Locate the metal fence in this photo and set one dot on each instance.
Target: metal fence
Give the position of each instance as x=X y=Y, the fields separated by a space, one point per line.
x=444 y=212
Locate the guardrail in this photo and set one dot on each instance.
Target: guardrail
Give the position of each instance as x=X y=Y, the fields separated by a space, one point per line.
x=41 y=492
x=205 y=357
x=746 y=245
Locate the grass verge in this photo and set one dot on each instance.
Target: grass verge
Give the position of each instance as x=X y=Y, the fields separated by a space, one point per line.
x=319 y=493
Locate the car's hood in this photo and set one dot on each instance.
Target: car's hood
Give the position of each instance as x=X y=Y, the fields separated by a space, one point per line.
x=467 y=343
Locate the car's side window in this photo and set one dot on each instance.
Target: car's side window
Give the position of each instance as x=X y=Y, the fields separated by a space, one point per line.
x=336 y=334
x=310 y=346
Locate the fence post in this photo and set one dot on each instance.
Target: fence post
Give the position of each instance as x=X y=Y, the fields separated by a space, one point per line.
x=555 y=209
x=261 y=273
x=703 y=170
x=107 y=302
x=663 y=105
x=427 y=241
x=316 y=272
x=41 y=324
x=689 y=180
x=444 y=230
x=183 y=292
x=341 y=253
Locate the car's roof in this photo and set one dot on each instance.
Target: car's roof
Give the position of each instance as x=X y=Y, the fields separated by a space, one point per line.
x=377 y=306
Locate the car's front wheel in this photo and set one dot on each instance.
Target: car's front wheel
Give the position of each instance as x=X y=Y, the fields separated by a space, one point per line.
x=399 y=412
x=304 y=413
----
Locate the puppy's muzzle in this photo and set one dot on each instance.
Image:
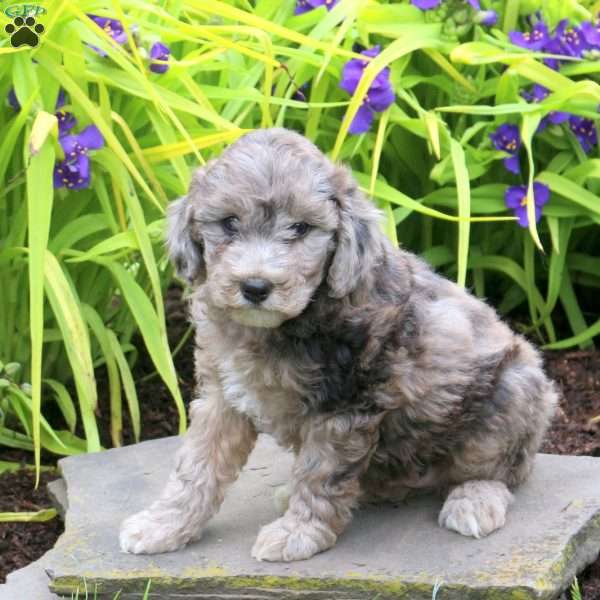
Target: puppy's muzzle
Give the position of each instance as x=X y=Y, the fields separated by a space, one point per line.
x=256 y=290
----
TASK TO CARRY OUT: Please retype everything from the line containing "Locate the car's hood" down to the line containing "x=341 y=253", both included, exactly as they appear in the records.

FULL ANSWER:
Locate the car's hood in this photo and set one dot on each instance.
Target: car's hood
Give the position of each instance as x=X y=Y, the fields separated by a space, one point per line.
x=467 y=343
Locate the car's side window in this photo and set one dot on each instance.
Target: car's side window
Give the position of each instance as x=X y=Y, the fields separated by a space, one point per line.
x=336 y=334
x=310 y=346
Locate the fence post in this photo and set one dot on each instance.
Target: fence post
Give the position of each instance as x=X y=Y, the fields separated by a space, one point per line.
x=555 y=209
x=261 y=273
x=703 y=170
x=107 y=302
x=663 y=105
x=427 y=241
x=316 y=272
x=41 y=324
x=689 y=180
x=444 y=230
x=183 y=292
x=341 y=253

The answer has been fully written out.